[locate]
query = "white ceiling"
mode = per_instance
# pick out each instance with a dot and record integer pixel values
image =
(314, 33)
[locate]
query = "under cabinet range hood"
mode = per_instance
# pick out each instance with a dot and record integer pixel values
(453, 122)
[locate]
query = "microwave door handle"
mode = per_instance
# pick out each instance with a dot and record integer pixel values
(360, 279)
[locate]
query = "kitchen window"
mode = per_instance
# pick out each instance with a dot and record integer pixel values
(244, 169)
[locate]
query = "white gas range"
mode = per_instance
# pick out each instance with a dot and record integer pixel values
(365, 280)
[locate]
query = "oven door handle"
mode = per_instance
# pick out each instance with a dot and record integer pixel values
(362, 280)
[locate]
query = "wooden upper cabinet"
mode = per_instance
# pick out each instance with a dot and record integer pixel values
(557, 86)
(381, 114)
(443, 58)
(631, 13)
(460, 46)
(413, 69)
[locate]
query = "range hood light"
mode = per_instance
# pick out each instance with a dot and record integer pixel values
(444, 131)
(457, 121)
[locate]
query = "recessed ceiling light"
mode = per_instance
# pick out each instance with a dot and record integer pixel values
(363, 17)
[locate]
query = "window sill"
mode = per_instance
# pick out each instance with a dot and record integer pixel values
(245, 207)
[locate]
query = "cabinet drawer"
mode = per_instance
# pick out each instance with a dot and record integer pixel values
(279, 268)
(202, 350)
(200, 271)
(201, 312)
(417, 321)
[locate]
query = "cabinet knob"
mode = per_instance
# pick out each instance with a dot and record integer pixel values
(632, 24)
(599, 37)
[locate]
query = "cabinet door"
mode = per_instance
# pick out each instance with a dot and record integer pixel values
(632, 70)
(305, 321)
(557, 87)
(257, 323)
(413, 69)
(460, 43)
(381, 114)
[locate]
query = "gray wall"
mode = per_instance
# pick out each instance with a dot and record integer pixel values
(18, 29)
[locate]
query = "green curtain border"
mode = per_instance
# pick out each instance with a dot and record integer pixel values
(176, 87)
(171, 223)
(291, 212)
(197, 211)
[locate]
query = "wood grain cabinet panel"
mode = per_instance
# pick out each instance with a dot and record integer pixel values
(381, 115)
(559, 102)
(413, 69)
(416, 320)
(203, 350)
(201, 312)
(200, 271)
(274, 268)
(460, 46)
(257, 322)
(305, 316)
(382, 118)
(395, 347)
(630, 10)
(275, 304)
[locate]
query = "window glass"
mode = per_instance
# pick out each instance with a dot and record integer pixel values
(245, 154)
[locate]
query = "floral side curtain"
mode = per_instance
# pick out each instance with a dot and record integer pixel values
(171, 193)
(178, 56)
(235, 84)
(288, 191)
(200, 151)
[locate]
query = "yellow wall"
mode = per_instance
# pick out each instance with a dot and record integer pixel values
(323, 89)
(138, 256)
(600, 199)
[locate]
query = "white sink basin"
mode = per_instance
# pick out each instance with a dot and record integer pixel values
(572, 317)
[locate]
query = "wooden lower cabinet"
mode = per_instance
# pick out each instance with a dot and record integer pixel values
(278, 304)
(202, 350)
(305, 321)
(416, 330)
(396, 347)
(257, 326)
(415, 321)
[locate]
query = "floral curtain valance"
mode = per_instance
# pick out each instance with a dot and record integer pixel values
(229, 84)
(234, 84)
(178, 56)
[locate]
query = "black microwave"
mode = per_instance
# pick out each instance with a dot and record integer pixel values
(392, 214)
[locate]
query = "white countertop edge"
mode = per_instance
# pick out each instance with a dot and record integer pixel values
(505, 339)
::::
EXERCISE DIRECTIONS: Send back every record, precisely as written.

SOLUTION TO THIS EXERCISE:
[locate]
query = "white ceiling"
mode = per_instance
# pick out each instance with a dot and record integer pixel values
image =
(314, 33)
[locate]
query = "under cabinet range hood"
mode = per_instance
# pick out each instance with a dot and record integer pixel values
(453, 122)
[locate]
query = "microwave door handle"
mode = per_instance
# pick out each instance with a dot and record integer pixel values
(360, 279)
[locate]
query = "kitchen window"
mode = per_instance
# pick out each instance with a dot and record integer pixel values
(244, 169)
[locate]
query = "white gas range"
mode = per_instance
# pick out each instance with a dot and record integer pixel values
(365, 280)
[locate]
query = "oven door handle"
mode = per_instance
# pick out each instance with a dot and record integer pixel values
(362, 280)
[locate]
query = "wooden upper cabinet"
mode = per_instance
# pick out each instance with a dot and record integer pixel values
(557, 86)
(381, 114)
(443, 58)
(631, 13)
(460, 46)
(413, 69)
[locate]
query = "range hood light"
mode = per_instance
# pick out each instance with a dot and record integer pixel values
(444, 131)
(457, 121)
[locate]
query = "recessed ceiling light"
mode = per_instance
# pick out each instance with a dot and record integer pixel values
(363, 17)
[locate]
query = "window sill"
mode = per_instance
# pick out each instance with a dot and record integer pixel values
(245, 207)
[locate]
query = "cabinet drawer"
mode = per_instance
# pick out each instance with a dot and record integer pixel values
(279, 268)
(202, 350)
(200, 271)
(201, 312)
(417, 321)
[locate]
query = "cabinet knob"
mode = per_instance
# pick out each instance with a dot and record integer pixel values
(632, 24)
(599, 37)
[locate]
query = "cabinet door"
mode = per_instance
# pick out each instance with a dot and record integer pixel values
(632, 70)
(305, 321)
(557, 87)
(257, 323)
(413, 69)
(460, 43)
(381, 114)
[locate]
query = "gray wall"
mode = per_instance
# pick out each instance with a dot and record integer pixel values
(18, 29)
[locate]
query = "green curtain border"
mode = per_instance
# pick out each instance with a dot and record integer pixel values
(176, 87)
(171, 223)
(291, 212)
(197, 211)
[locate]
query = "wood grain cabinet panel"
mode = per_instance
# pick out each instance with a dot and record integer pixel values
(381, 115)
(559, 102)
(413, 69)
(416, 320)
(203, 350)
(201, 312)
(200, 271)
(274, 268)
(460, 46)
(257, 322)
(305, 316)
(382, 118)
(395, 347)
(630, 10)
(275, 304)
[locate]
query = "window glass"
mode = per_instance
# pick out each instance with a dot and record integer pixel values
(245, 154)
[locate]
query = "floral side curtain"
mode = per_instance
# pick out each instance with a dot and record integer pixel values
(171, 193)
(178, 56)
(235, 84)
(288, 191)
(200, 151)
[locate]
query = "yellow wall"
mode = per_instance
# pick out each instance with a dot and record integer pixel values
(323, 89)
(138, 256)
(600, 199)
[locate]
query = "white sink basin"
mode = per_instance
# pick out each instance with a dot and record integer pixel values
(572, 317)
[locate]
query = "wooden lower cabinet"
mode = per_instance
# pick out each instance with a dot and record integer pixel values
(278, 304)
(202, 350)
(305, 321)
(416, 330)
(396, 347)
(257, 326)
(415, 321)
[locate]
query = "floral curtain valance"
mode = per_instance
# pick out each instance with a dot and record integer pixel values
(229, 84)
(234, 84)
(178, 56)
[locate]
query = "black microwave"
mode = per_instance
# pick out each instance with a dot and record integer pixel values
(392, 214)
[locate]
query = "white countertop edge"
mode = per_instance
# pick out each instance with a dot and record integer pixel values
(505, 339)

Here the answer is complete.